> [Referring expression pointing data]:

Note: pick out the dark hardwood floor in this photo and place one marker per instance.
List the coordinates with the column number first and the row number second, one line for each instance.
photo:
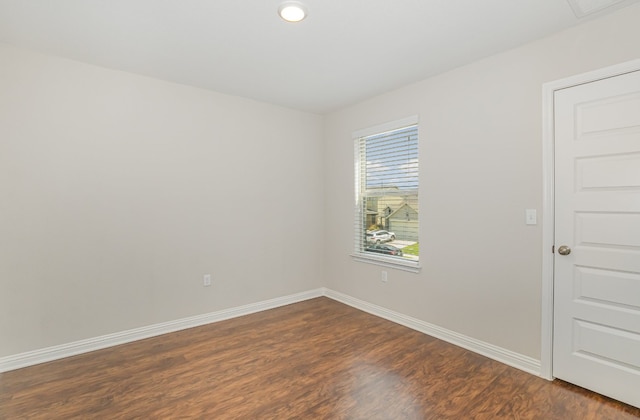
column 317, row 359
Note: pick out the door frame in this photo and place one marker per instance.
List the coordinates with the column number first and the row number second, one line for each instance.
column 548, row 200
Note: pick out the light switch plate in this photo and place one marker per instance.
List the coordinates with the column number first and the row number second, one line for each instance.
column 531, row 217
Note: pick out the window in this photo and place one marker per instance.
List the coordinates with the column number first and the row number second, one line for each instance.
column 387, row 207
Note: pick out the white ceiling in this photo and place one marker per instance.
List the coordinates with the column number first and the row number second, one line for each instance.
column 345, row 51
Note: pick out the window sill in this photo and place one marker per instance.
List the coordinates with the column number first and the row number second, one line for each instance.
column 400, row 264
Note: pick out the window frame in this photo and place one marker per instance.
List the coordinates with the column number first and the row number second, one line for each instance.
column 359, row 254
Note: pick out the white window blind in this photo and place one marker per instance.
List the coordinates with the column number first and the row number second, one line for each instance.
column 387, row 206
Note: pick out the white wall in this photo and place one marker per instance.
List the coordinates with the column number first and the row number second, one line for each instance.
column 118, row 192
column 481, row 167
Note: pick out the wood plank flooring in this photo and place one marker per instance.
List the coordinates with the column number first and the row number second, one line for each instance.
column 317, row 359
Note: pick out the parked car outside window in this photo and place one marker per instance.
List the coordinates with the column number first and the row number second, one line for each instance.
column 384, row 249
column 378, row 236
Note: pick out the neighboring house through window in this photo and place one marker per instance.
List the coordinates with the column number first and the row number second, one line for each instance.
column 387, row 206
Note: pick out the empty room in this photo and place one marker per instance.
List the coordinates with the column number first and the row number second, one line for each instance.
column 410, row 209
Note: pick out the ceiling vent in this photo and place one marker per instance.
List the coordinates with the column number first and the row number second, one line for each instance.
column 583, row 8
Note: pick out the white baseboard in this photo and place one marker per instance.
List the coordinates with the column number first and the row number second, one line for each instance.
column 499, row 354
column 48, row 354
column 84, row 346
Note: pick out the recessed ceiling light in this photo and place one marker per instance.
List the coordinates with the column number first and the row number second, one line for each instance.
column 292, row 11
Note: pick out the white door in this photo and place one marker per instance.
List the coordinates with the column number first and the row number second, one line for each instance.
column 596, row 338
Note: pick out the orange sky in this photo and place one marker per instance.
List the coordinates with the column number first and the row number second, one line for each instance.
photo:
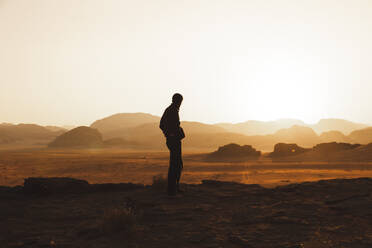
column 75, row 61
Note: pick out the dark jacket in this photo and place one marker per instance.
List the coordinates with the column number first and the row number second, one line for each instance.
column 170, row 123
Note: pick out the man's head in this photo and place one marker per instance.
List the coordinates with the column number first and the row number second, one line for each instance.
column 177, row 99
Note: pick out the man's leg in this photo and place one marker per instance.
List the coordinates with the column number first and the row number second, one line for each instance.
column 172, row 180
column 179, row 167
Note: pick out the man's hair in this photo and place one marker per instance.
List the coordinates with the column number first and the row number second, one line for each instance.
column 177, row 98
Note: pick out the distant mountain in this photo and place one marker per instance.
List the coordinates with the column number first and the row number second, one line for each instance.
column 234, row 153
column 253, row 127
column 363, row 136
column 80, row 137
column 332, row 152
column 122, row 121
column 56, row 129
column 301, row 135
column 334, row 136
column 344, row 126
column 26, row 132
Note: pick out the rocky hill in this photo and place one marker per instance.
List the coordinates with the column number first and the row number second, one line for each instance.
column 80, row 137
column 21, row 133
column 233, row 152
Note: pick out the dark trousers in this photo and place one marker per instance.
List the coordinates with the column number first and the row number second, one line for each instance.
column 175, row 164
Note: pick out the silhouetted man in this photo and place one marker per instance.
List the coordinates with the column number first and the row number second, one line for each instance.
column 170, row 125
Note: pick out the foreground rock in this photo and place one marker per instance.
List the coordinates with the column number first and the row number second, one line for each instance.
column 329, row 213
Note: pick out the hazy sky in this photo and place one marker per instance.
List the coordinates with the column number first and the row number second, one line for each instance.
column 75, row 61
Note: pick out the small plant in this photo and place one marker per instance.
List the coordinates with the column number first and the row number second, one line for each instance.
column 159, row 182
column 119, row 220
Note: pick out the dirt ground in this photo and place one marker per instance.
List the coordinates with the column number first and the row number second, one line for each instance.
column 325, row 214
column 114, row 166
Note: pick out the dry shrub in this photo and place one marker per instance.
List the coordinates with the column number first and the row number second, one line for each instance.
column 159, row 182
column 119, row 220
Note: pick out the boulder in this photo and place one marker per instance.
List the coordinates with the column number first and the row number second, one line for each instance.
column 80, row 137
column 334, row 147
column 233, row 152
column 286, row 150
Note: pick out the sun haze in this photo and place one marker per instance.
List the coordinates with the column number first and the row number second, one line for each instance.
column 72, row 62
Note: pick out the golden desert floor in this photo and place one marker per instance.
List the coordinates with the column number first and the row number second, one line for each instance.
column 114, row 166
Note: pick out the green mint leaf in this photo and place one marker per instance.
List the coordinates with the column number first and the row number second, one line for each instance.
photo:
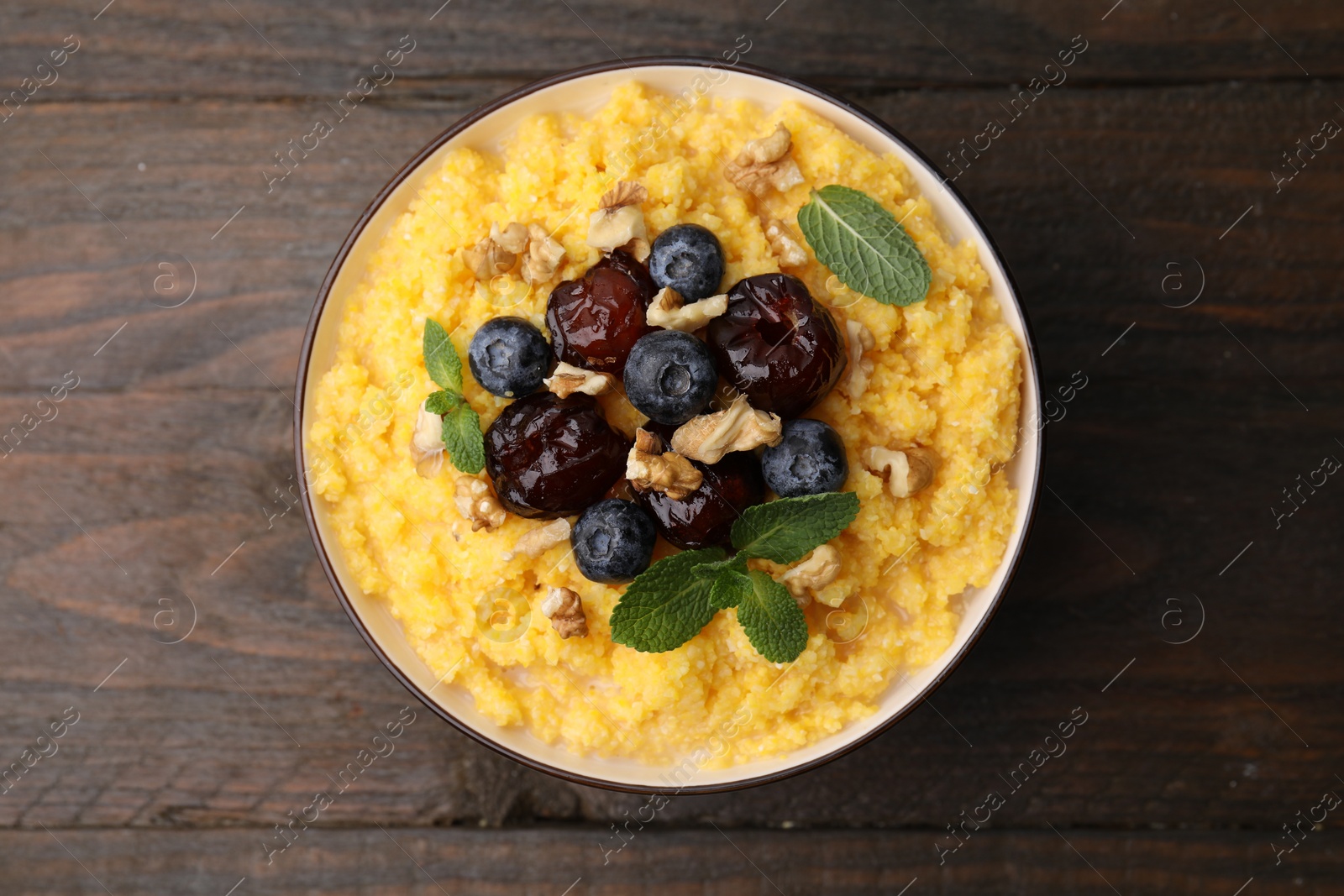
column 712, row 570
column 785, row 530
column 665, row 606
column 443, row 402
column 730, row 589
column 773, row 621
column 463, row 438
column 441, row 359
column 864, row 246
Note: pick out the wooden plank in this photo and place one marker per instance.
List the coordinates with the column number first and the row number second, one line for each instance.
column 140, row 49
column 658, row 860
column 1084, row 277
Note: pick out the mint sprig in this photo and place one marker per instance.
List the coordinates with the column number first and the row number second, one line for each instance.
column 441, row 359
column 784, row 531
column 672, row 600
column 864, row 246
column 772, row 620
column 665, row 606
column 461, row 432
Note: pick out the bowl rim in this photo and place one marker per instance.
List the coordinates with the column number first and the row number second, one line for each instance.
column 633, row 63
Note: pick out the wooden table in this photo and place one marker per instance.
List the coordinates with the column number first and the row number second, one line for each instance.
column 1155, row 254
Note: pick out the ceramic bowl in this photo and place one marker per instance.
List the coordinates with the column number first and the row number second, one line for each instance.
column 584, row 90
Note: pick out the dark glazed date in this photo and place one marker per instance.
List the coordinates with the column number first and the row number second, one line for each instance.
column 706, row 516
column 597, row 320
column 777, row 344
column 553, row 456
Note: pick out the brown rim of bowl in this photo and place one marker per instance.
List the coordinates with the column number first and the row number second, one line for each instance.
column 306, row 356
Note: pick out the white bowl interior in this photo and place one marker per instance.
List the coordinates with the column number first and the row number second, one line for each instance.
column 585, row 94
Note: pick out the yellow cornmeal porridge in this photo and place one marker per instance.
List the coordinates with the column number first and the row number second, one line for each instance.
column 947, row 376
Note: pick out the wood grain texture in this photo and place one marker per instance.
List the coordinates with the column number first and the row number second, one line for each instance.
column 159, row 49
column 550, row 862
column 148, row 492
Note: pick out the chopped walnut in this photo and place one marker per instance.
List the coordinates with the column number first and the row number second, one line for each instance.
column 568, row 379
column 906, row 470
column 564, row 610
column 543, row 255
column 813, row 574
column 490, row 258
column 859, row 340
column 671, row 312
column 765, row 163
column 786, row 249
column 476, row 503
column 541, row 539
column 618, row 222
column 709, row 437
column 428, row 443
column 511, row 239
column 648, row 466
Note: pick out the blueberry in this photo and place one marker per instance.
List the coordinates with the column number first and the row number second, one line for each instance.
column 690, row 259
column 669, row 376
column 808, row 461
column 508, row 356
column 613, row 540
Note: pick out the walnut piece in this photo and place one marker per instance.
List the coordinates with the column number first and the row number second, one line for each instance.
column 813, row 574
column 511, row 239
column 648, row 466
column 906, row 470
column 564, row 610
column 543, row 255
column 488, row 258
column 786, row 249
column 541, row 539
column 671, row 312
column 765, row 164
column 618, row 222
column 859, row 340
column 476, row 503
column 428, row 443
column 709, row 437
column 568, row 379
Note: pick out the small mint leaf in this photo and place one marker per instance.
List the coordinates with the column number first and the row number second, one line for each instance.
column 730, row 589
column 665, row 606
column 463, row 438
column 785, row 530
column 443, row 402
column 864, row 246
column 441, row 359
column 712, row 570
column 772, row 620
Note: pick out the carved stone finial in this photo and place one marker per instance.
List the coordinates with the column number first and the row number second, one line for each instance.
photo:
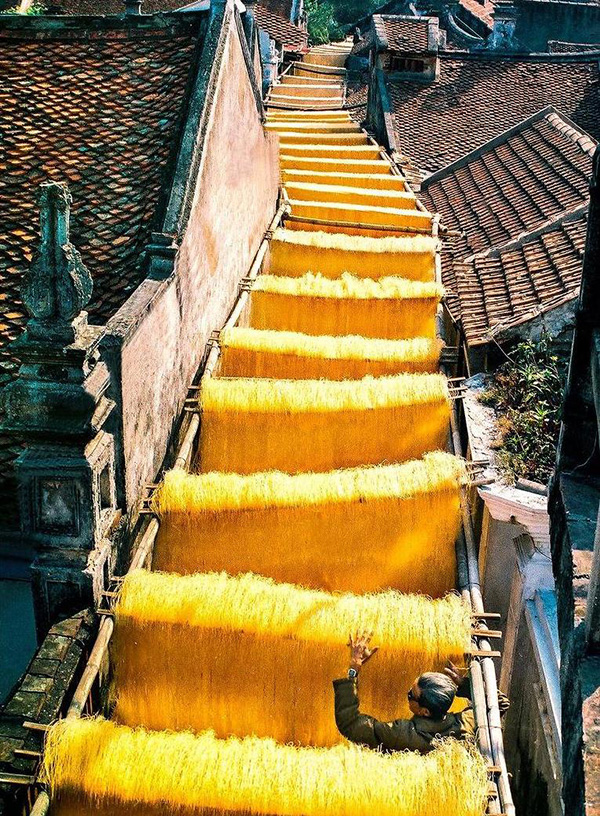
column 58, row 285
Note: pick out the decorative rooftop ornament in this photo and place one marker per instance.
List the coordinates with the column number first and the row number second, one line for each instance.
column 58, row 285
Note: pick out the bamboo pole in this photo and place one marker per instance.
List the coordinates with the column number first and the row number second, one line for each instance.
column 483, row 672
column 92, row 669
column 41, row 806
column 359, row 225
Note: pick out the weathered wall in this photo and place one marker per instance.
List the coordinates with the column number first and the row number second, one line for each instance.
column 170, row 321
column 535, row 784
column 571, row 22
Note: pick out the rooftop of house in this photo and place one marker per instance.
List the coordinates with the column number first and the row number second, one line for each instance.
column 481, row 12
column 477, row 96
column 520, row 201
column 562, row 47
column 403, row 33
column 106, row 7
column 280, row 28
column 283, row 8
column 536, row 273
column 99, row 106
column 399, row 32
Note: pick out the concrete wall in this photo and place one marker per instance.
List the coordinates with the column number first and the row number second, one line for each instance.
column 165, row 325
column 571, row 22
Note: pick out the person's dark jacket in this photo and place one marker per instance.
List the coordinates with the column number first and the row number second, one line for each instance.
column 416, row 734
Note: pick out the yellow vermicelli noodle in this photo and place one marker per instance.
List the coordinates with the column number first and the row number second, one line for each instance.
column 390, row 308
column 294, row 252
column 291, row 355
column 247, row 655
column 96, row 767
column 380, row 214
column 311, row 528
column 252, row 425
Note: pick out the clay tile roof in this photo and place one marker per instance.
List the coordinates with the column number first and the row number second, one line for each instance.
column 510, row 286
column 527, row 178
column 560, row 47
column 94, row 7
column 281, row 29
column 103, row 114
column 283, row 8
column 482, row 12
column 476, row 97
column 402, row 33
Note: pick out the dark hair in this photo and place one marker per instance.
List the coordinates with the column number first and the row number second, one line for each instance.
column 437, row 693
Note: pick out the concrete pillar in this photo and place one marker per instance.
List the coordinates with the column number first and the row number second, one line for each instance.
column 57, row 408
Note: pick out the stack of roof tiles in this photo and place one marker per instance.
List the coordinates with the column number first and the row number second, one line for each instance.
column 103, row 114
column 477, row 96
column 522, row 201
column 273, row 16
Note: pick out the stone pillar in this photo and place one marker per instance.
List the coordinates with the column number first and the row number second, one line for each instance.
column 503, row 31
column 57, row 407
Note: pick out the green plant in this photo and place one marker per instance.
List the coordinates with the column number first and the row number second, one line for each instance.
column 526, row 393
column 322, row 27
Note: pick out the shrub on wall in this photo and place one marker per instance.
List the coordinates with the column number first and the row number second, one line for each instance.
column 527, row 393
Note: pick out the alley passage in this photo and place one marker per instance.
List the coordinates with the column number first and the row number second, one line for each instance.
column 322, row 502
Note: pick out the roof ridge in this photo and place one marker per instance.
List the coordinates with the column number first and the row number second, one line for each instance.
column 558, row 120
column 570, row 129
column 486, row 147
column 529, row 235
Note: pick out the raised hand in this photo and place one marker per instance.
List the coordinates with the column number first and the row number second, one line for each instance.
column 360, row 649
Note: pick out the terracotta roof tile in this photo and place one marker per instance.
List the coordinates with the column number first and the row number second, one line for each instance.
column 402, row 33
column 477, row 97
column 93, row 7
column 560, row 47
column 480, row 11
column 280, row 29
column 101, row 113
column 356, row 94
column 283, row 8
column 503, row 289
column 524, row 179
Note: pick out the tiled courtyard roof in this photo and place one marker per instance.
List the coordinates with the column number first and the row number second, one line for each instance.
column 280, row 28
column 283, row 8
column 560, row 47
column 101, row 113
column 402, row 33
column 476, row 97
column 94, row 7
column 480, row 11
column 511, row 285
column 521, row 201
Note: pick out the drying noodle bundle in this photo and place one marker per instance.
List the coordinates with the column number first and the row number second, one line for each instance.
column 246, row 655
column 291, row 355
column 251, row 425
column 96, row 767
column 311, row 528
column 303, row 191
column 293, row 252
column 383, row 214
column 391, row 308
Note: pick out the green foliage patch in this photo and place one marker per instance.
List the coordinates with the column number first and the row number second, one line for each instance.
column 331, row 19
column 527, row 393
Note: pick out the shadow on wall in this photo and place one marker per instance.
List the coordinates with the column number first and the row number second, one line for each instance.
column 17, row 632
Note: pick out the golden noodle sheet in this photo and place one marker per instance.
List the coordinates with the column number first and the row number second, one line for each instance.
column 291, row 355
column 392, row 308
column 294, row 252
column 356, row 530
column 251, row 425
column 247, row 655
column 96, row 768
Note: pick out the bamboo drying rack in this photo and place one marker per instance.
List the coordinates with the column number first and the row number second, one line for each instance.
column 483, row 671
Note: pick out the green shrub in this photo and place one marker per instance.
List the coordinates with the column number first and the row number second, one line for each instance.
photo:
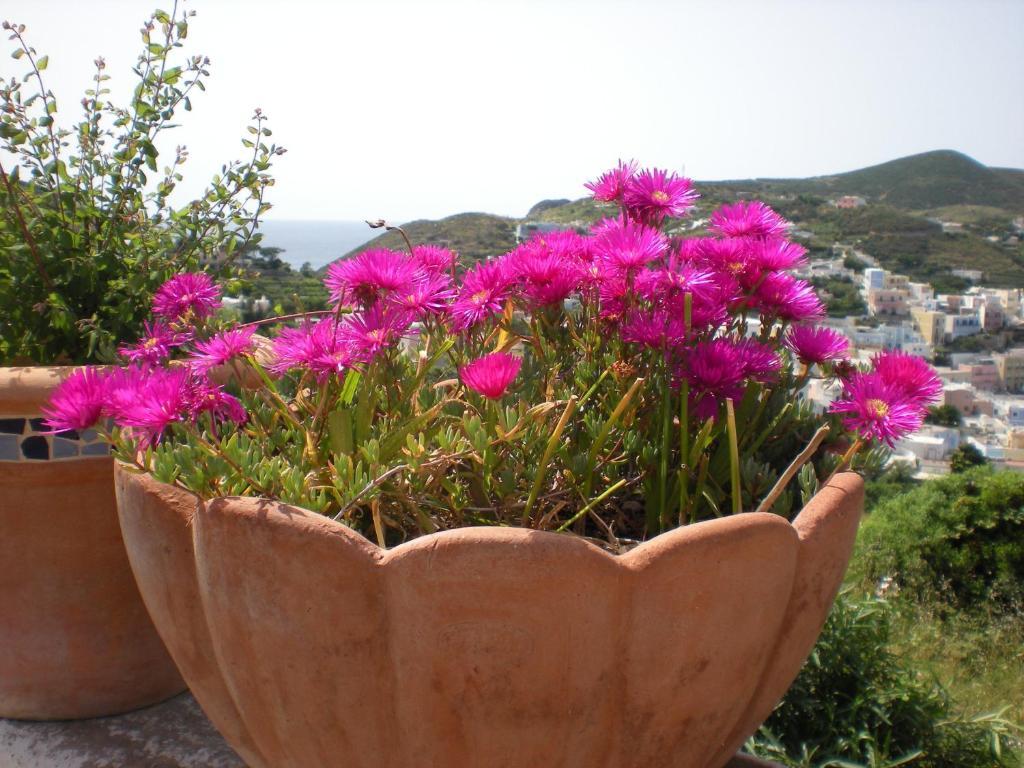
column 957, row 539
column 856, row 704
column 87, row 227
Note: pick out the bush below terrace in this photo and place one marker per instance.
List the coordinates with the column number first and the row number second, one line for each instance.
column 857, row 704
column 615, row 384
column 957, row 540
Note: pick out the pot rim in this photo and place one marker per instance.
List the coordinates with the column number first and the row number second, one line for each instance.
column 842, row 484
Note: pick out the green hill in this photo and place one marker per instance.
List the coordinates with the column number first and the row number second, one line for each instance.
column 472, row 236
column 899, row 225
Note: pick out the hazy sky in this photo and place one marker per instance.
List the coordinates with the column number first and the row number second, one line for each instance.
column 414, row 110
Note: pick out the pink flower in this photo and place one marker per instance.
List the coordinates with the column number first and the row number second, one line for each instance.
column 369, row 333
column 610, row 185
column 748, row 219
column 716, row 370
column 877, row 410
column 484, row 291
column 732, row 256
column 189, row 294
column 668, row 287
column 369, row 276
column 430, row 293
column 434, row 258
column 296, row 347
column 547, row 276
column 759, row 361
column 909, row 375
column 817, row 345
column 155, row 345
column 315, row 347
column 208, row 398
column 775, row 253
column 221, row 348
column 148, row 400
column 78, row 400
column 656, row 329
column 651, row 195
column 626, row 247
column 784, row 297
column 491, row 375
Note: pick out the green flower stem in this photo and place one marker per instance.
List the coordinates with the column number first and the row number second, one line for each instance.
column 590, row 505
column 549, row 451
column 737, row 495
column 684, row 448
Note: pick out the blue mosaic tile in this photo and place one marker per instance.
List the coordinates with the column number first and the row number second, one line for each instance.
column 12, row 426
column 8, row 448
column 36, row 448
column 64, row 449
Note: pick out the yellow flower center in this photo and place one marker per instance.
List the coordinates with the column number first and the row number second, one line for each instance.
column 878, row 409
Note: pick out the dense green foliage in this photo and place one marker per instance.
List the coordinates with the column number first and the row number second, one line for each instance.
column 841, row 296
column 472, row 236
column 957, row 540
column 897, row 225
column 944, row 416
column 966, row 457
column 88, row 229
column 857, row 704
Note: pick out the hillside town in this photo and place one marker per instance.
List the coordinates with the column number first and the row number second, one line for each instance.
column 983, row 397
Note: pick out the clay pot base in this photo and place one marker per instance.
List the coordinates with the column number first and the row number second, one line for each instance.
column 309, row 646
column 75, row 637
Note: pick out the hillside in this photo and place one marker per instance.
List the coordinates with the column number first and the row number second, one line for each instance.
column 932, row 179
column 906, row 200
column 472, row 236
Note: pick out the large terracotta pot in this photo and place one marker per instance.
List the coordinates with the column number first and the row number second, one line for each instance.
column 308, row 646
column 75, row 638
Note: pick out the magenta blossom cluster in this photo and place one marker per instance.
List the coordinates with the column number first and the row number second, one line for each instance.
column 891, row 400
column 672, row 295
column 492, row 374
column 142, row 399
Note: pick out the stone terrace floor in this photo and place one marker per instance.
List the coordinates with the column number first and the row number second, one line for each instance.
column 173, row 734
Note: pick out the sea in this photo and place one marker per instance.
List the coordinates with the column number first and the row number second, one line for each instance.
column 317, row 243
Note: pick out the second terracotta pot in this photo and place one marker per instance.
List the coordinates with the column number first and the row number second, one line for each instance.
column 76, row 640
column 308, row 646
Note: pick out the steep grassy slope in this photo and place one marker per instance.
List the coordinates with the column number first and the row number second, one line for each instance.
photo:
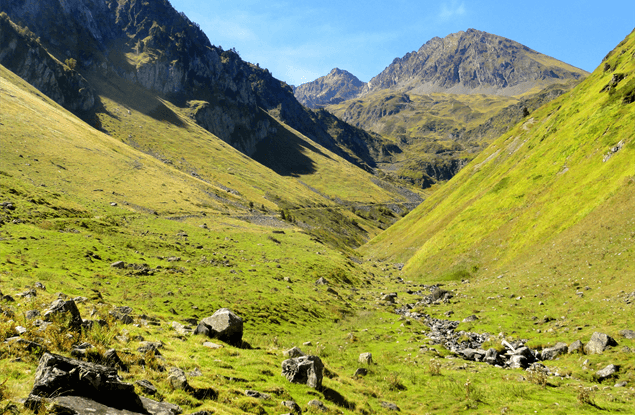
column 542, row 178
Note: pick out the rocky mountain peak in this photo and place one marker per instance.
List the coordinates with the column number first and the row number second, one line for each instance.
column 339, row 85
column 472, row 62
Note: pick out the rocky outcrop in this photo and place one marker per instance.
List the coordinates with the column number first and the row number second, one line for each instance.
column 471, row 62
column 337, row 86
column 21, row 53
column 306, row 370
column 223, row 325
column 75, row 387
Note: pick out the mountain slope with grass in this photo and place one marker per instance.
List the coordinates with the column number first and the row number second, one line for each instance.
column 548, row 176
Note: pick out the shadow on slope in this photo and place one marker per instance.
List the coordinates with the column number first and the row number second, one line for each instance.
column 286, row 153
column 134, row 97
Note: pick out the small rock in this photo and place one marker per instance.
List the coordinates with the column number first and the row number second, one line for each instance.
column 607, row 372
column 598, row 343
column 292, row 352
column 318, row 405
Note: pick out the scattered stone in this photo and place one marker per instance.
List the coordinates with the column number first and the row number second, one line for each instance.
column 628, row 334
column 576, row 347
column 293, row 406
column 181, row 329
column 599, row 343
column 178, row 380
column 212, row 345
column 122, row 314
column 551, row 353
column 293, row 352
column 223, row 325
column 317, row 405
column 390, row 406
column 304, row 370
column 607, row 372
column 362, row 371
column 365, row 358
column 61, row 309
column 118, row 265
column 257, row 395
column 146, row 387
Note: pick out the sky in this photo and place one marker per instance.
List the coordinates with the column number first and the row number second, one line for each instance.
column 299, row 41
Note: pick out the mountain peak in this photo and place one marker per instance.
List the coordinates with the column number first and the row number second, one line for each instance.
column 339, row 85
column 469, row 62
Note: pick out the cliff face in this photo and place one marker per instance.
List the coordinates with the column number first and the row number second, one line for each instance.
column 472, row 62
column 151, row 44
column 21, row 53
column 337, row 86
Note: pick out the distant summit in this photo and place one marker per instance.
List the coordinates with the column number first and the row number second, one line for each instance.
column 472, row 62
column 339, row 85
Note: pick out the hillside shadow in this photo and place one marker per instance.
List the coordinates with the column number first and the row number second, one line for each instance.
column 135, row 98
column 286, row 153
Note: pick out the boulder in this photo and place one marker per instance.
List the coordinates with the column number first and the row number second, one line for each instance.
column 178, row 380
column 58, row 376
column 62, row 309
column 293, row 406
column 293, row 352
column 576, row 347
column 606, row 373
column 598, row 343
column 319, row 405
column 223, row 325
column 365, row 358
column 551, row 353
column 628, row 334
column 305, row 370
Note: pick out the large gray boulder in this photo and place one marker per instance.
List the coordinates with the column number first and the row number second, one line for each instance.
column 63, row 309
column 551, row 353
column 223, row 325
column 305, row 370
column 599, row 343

> [Exercise instructions]: Go through the records and gather the lines that hold "pillar".

> [The completed task]:
Note: pick out the concrete pillar in this photo and place one marker per instance.
Note: pick out the stone pillar in this photo and place one marker per instance.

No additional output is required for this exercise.